→ Exercise objective: Please output exactly the lines from the one containing "Pick out each instance of the black athletic" through the end of the records below, leaving out any pictures.

→ Dataset records:
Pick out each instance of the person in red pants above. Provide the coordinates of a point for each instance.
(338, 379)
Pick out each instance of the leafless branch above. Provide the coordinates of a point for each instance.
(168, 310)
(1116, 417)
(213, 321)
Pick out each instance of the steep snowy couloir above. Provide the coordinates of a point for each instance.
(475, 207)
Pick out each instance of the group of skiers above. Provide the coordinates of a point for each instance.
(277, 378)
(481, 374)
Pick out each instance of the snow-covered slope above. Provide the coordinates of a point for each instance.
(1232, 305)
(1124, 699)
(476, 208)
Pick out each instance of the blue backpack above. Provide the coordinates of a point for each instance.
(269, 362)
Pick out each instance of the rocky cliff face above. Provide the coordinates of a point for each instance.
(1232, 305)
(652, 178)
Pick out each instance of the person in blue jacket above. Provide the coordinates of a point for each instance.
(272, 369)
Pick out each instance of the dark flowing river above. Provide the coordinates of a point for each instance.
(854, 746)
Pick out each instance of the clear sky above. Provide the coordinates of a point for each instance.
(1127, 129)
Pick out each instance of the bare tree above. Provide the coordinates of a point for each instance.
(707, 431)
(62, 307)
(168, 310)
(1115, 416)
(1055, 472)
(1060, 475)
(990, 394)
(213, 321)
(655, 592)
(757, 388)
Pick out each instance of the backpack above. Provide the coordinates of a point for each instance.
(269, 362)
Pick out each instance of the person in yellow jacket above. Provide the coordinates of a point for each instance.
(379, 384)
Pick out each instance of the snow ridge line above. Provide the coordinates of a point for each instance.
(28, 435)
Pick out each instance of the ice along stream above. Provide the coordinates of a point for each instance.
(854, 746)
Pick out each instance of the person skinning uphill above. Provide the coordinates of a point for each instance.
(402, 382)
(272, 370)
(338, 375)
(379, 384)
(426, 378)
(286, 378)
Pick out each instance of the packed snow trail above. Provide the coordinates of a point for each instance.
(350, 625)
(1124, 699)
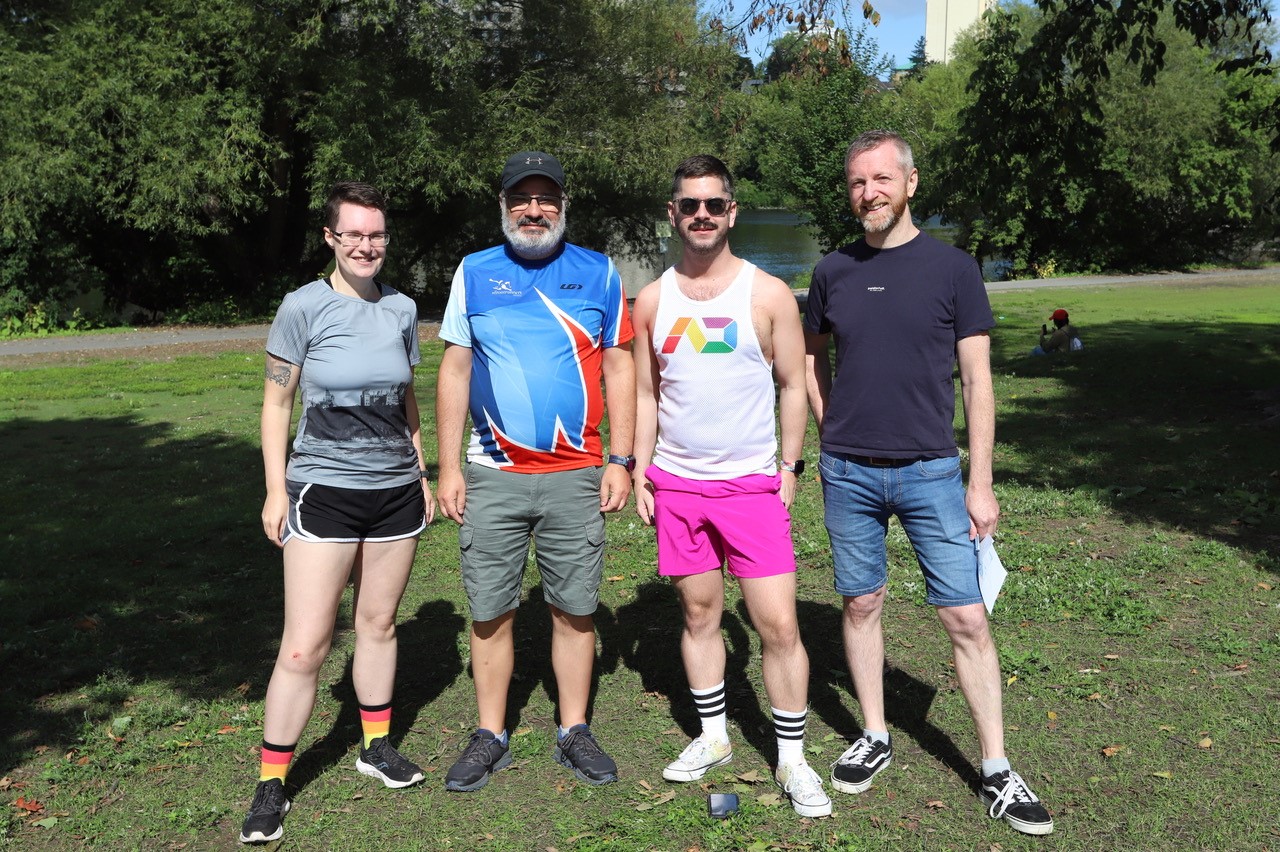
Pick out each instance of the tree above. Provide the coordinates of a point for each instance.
(1120, 174)
(174, 152)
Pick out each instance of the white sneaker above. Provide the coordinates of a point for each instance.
(696, 757)
(804, 788)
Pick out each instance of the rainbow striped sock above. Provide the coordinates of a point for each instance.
(275, 761)
(375, 722)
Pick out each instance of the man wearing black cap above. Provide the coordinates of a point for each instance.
(531, 328)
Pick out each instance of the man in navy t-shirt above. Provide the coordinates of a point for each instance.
(904, 310)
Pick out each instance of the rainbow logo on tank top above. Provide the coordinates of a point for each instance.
(700, 333)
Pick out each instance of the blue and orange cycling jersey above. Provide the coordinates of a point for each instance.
(536, 331)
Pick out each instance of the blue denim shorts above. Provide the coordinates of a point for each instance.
(927, 495)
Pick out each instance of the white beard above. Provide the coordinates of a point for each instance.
(534, 246)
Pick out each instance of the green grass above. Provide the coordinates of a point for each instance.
(1139, 630)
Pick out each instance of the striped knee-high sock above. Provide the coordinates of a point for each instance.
(789, 728)
(711, 710)
(275, 761)
(375, 722)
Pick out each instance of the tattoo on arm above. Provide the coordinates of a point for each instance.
(279, 371)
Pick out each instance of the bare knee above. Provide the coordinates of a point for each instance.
(297, 659)
(967, 626)
(376, 628)
(864, 609)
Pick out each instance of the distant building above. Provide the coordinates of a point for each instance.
(945, 19)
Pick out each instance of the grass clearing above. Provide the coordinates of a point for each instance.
(1139, 628)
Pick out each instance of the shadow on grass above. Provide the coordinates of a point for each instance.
(1173, 422)
(906, 699)
(133, 555)
(648, 632)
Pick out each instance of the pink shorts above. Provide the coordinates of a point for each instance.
(704, 525)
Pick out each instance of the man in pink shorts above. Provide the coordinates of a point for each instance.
(712, 334)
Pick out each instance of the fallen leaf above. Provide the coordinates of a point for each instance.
(28, 805)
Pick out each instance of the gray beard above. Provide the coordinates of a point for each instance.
(530, 246)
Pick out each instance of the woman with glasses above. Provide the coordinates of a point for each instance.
(351, 499)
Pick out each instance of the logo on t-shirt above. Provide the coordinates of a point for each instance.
(708, 335)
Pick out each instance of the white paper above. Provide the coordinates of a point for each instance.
(991, 572)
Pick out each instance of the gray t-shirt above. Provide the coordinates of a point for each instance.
(356, 360)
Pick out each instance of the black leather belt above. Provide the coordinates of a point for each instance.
(881, 462)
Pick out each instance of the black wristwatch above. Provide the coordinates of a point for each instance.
(629, 462)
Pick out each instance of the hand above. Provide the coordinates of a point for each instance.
(615, 488)
(644, 499)
(787, 491)
(274, 511)
(983, 511)
(451, 493)
(430, 502)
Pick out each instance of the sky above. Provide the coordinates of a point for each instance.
(901, 24)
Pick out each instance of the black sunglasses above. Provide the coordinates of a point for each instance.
(716, 206)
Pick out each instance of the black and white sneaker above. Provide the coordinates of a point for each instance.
(580, 752)
(854, 770)
(483, 756)
(265, 820)
(1009, 797)
(380, 760)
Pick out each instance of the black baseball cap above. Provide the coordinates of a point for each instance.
(528, 164)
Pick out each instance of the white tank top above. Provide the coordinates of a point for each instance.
(716, 397)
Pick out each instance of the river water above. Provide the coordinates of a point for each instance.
(773, 239)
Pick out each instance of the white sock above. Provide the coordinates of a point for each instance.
(711, 710)
(789, 729)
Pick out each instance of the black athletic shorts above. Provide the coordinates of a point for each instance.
(328, 513)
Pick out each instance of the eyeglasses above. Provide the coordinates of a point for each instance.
(352, 238)
(520, 201)
(716, 206)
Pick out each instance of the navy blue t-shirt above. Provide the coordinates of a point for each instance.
(896, 315)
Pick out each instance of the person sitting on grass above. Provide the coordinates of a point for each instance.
(1064, 337)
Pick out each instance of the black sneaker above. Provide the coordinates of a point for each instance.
(266, 814)
(483, 756)
(1009, 797)
(580, 752)
(854, 770)
(380, 760)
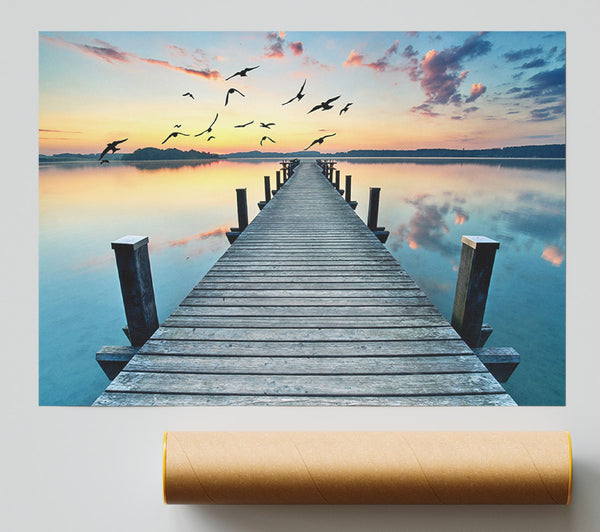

→ Written response:
Pick out each instance of the black athletic shorts above. Provide the coordinates of a point for each instance.
(328, 513)
Pick out each instance of the eyeglasses above. Provide the coordinates of a point for each instance.
(352, 238)
(520, 201)
(716, 206)
Pick out each instance of the navy blue t-shirt above. Provide the coordinates of a point for each instance.
(896, 315)
Pick out each instance of the person sitting on grass above. Provide the coordinates of a point for each instance.
(1064, 337)
Pick out each instance of the black sneaker above. Provide the coordinates of a point for each instance.
(266, 814)
(483, 756)
(1009, 797)
(580, 752)
(854, 770)
(380, 760)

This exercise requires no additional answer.